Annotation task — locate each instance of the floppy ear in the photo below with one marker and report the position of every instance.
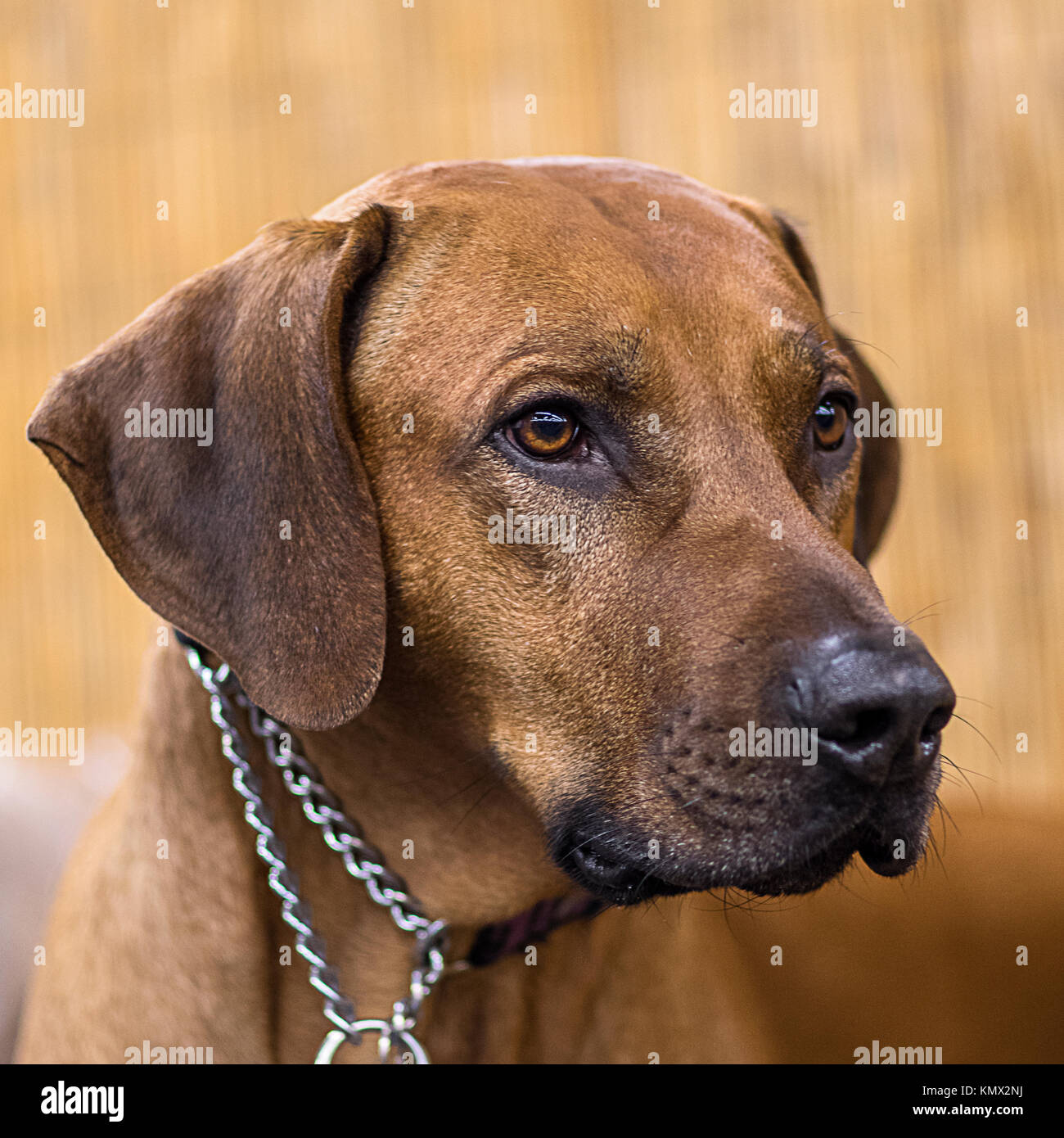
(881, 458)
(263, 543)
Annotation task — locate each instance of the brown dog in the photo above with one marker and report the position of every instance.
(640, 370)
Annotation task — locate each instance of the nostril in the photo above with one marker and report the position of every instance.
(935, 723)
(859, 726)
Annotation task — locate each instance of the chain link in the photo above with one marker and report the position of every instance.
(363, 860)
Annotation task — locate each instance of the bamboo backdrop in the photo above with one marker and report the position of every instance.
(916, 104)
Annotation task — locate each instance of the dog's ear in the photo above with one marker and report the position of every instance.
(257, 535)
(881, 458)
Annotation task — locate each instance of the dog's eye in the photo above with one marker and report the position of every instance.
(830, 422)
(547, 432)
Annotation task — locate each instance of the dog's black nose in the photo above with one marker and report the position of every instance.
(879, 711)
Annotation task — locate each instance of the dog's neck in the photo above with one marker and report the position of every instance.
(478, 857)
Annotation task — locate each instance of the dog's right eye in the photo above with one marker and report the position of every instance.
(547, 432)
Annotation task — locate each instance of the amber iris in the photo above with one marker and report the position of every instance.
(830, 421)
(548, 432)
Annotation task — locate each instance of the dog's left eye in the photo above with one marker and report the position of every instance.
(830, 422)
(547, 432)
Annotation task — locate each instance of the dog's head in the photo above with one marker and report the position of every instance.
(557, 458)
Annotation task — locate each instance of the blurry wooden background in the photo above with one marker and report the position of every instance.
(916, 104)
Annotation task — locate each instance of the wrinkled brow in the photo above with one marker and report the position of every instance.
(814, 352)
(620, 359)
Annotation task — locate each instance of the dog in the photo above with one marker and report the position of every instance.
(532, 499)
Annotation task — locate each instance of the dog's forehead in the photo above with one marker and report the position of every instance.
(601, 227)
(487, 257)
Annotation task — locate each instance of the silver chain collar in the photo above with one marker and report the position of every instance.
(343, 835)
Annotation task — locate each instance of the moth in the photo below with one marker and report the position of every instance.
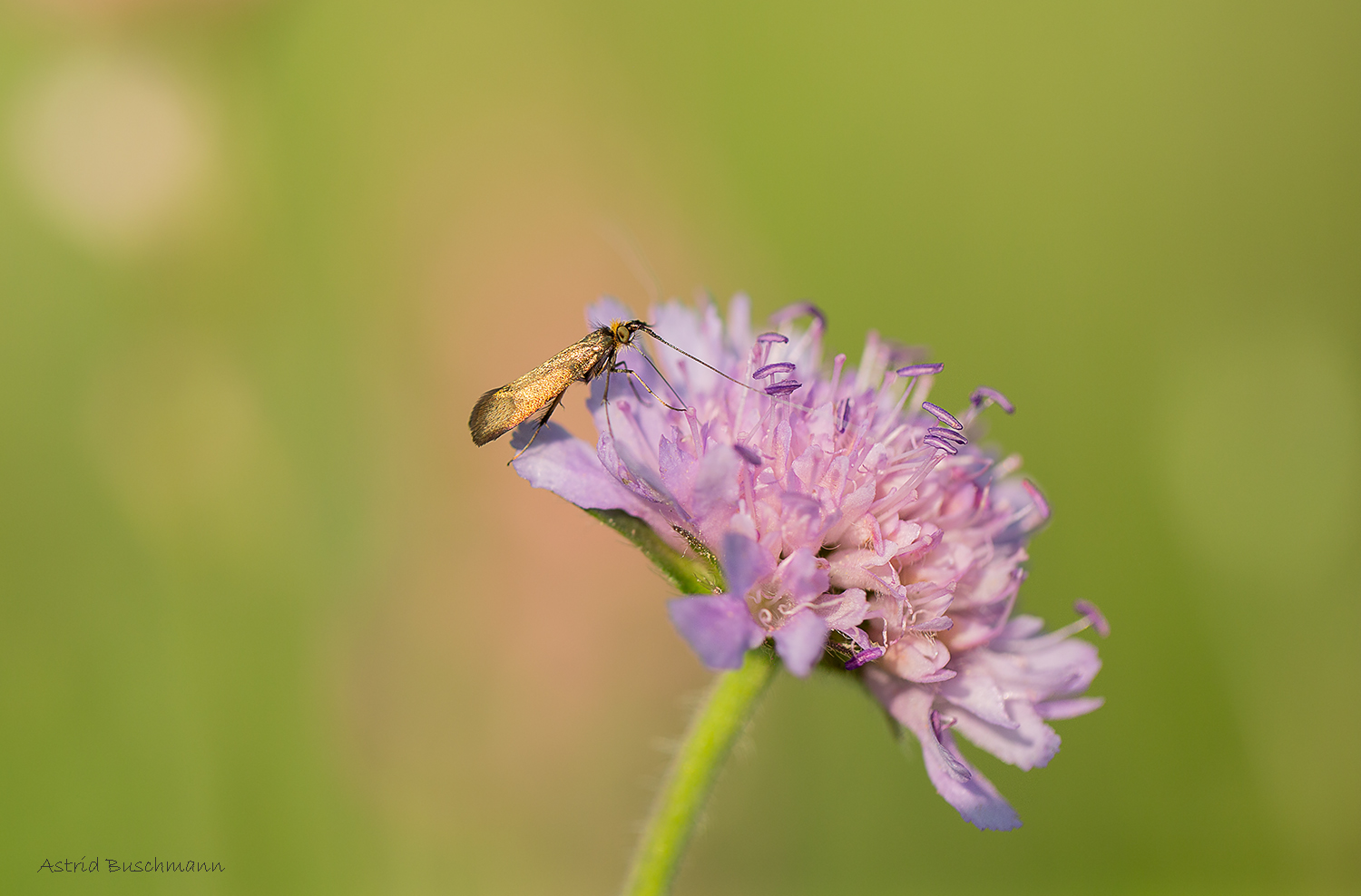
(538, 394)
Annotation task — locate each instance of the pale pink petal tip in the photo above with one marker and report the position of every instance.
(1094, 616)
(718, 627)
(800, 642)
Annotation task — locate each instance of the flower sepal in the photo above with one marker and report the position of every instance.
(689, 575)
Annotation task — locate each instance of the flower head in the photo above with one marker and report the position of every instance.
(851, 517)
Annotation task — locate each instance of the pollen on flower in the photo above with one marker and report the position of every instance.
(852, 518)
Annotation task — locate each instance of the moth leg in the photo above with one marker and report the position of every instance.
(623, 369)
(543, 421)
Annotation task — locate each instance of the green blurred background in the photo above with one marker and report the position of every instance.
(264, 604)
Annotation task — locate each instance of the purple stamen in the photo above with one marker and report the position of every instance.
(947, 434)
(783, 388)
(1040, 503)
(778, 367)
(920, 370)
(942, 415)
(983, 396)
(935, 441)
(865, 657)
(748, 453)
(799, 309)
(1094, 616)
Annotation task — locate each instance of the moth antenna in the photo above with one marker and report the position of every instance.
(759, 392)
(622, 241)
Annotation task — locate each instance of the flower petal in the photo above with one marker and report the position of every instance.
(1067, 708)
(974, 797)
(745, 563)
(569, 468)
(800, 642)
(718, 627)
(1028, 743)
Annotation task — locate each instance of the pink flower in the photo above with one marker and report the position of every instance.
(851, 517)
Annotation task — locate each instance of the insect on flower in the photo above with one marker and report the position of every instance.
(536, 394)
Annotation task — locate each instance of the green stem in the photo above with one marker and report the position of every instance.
***
What to work on: Copy out every line, starting with the line that contains "Annotation task — locate each instance of the flower petal" and going on through the line that contains "(1028, 743)", shifting each coordinate in the answers by -50. Leave all other lines unchanged.

Answer to this task:
Annotation task — locate each instance of the flower petal in the photo above with one marker and report the position of every instance.
(1017, 658)
(924, 747)
(695, 513)
(519, 418)
(750, 592)
(668, 577)
(978, 693)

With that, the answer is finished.